§ Records supplied
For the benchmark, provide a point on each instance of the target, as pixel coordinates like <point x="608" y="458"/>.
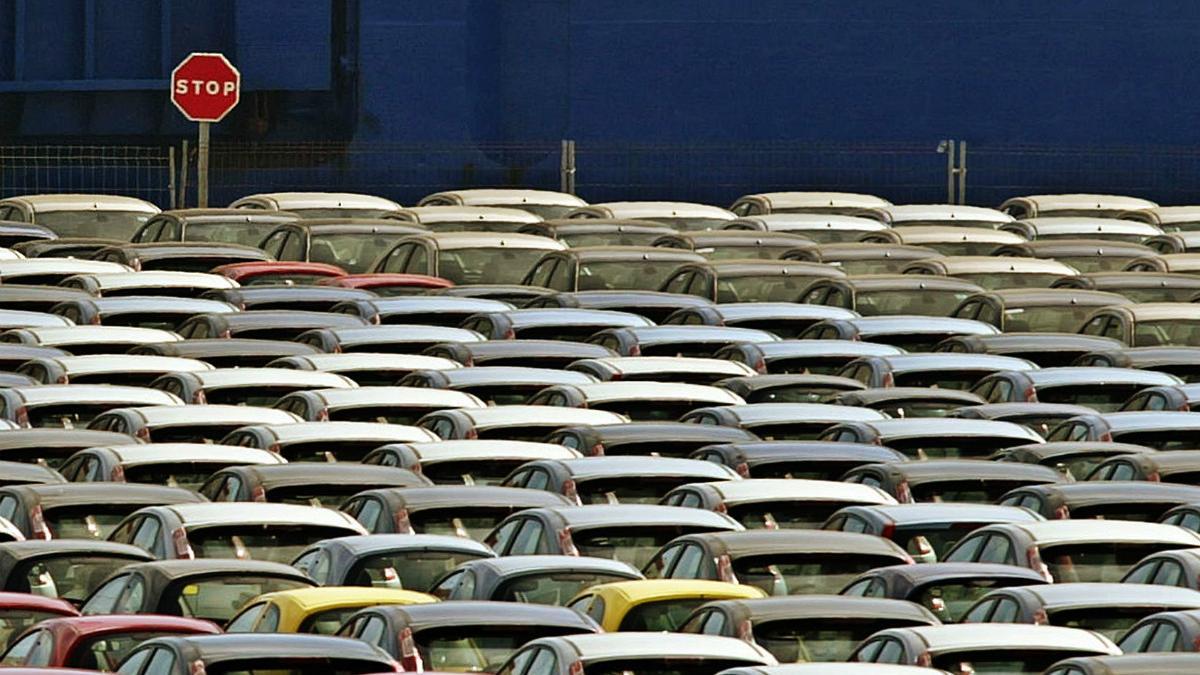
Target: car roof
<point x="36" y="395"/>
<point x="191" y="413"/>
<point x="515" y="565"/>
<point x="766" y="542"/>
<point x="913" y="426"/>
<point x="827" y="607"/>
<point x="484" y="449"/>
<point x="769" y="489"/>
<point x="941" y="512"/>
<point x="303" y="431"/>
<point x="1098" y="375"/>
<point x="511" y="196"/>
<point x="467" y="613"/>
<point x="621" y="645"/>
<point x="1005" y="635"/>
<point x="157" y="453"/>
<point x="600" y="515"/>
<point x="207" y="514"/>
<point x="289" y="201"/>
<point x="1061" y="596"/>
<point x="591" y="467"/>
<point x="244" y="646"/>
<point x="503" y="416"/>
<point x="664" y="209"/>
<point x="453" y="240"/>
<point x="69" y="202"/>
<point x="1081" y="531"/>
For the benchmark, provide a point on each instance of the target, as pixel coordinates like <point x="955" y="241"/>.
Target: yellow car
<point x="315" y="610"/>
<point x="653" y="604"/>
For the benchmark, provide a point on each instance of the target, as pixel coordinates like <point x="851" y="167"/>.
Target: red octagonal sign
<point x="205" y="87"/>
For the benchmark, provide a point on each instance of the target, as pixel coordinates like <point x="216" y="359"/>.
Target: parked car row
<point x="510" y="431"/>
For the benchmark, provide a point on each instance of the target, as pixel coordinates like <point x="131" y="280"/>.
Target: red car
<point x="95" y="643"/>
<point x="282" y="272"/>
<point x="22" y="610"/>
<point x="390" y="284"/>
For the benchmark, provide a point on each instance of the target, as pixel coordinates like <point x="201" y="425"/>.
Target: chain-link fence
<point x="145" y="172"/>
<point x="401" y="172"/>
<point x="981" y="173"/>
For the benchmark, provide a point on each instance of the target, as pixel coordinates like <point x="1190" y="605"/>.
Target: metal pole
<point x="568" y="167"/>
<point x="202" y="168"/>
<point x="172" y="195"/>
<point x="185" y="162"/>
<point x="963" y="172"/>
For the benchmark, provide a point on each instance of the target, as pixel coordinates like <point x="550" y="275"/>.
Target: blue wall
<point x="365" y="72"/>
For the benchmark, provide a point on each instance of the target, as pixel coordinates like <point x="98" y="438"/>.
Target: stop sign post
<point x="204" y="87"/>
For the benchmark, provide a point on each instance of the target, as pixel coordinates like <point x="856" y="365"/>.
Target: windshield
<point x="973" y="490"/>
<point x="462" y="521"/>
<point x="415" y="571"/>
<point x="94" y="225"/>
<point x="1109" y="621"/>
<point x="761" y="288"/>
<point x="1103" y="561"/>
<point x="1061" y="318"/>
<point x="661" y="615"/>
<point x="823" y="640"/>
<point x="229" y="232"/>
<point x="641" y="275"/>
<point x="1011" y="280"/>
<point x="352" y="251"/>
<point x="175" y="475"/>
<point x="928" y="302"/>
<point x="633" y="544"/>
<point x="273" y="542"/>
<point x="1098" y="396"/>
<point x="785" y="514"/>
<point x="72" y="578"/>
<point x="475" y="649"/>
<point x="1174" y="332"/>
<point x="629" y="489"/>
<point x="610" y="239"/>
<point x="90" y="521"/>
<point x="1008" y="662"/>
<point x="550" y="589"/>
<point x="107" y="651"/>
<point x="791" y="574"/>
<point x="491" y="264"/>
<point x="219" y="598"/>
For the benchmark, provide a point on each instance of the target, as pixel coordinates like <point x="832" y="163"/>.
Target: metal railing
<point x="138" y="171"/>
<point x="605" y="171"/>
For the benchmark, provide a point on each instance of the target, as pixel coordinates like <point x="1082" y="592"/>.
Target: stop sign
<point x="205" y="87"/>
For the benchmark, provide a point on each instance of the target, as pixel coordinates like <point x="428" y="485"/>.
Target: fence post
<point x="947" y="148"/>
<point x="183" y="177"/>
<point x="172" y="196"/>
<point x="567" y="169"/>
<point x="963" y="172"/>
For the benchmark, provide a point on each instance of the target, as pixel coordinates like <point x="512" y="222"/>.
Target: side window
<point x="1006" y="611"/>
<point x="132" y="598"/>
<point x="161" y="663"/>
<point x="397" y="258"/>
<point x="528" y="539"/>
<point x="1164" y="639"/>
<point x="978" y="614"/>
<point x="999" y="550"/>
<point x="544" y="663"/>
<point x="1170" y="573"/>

§ Your objective
Quote all the lines above exactly as given. Do not include the pictures.

§ In response
For the benchmark, provide a point on each instance of the target, as pixel coordinates like <point x="608" y="458"/>.
Target: car roof
<point x="36" y="395"/>
<point x="191" y="413"/>
<point x="515" y="565"/>
<point x="766" y="542"/>
<point x="913" y="426"/>
<point x="827" y="607"/>
<point x="484" y="449"/>
<point x="769" y="489"/>
<point x="941" y="512"/>
<point x="303" y="431"/>
<point x="1098" y="375"/>
<point x="511" y="196"/>
<point x="467" y="613"/>
<point x="621" y="645"/>
<point x="1005" y="635"/>
<point x="157" y="453"/>
<point x="600" y="515"/>
<point x="207" y="514"/>
<point x="289" y="201"/>
<point x="1061" y="596"/>
<point x="591" y="467"/>
<point x="244" y="646"/>
<point x="503" y="416"/>
<point x="664" y="209"/>
<point x="453" y="240"/>
<point x="69" y="202"/>
<point x="1081" y="531"/>
For the benchmark, provide a point on each instance of the target, as pixel coordinates like <point x="955" y="241"/>.
Target: yellow car
<point x="315" y="610"/>
<point x="653" y="604"/>
For the benchmark, provide a point on each instance of the target, as pixel coordinates like <point x="851" y="167"/>.
Target: red octagonal sign
<point x="205" y="87"/>
For the benchmark, provide a point on each instance of the target, as pixel coordinates like <point x="216" y="359"/>.
Target: parked car row
<point x="510" y="431"/>
For the benchmark, provide a point on each instance of the target, as pixel coordinates like <point x="131" y="280"/>.
Target: red car
<point x="95" y="643"/>
<point x="282" y="272"/>
<point x="22" y="610"/>
<point x="390" y="284"/>
For the benchmark, provide a point on each instance of the target, as pixel coordinates like <point x="201" y="425"/>.
Target: chain-link fence
<point x="145" y="172"/>
<point x="401" y="172"/>
<point x="981" y="173"/>
For the benchmark, provide a point on each instance of the target, as pixel coordinates like <point x="1190" y="605"/>.
Target: metal pole
<point x="568" y="167"/>
<point x="202" y="168"/>
<point x="172" y="195"/>
<point x="185" y="162"/>
<point x="963" y="172"/>
For the benchmark, provide a point on each instance of the target, as pixel coordinates like <point x="550" y="275"/>.
Target: blue wall
<point x="365" y="72"/>
For the benchmark, provide a point on each instance of the target, as pixel coordinates like <point x="98" y="438"/>.
Target: stop sign post
<point x="204" y="87"/>
For the benchmark, provide a point on each instance of the target, as pixel coordinates like <point x="856" y="365"/>.
Target: windshield
<point x="973" y="490"/>
<point x="462" y="521"/>
<point x="415" y="571"/>
<point x="94" y="225"/>
<point x="1109" y="621"/>
<point x="761" y="288"/>
<point x="1103" y="561"/>
<point x="1061" y="318"/>
<point x="661" y="615"/>
<point x="823" y="640"/>
<point x="229" y="232"/>
<point x="641" y="275"/>
<point x="1011" y="280"/>
<point x="352" y="251"/>
<point x="175" y="475"/>
<point x="928" y="302"/>
<point x="633" y="544"/>
<point x="273" y="542"/>
<point x="1098" y="396"/>
<point x="785" y="514"/>
<point x="72" y="578"/>
<point x="475" y="649"/>
<point x="1174" y="332"/>
<point x="629" y="489"/>
<point x="610" y="239"/>
<point x="90" y="521"/>
<point x="1008" y="662"/>
<point x="550" y="589"/>
<point x="107" y="651"/>
<point x="791" y="574"/>
<point x="491" y="264"/>
<point x="219" y="598"/>
For the benchmark, provide a point on each instance of the target, as pixel coordinates like <point x="832" y="163"/>.
Target: metal railing
<point x="138" y="171"/>
<point x="605" y="171"/>
For the benchmark, provide a point on each instance of the target, as pixel coordinates like <point x="1082" y="592"/>.
Target: stop sign
<point x="205" y="87"/>
For the benchmark, provide a point on each instance of the target, as pixel coordinates like <point x="428" y="485"/>.
Target: fence post
<point x="947" y="148"/>
<point x="183" y="177"/>
<point x="172" y="196"/>
<point x="567" y="169"/>
<point x="963" y="172"/>
For the benchmark, provide a point on each instance of the target, as pixel coordinates like <point x="512" y="222"/>.
Target: side window
<point x="1006" y="611"/>
<point x="132" y="598"/>
<point x="161" y="663"/>
<point x="397" y="258"/>
<point x="528" y="539"/>
<point x="1164" y="639"/>
<point x="978" y="614"/>
<point x="999" y="550"/>
<point x="544" y="663"/>
<point x="1170" y="573"/>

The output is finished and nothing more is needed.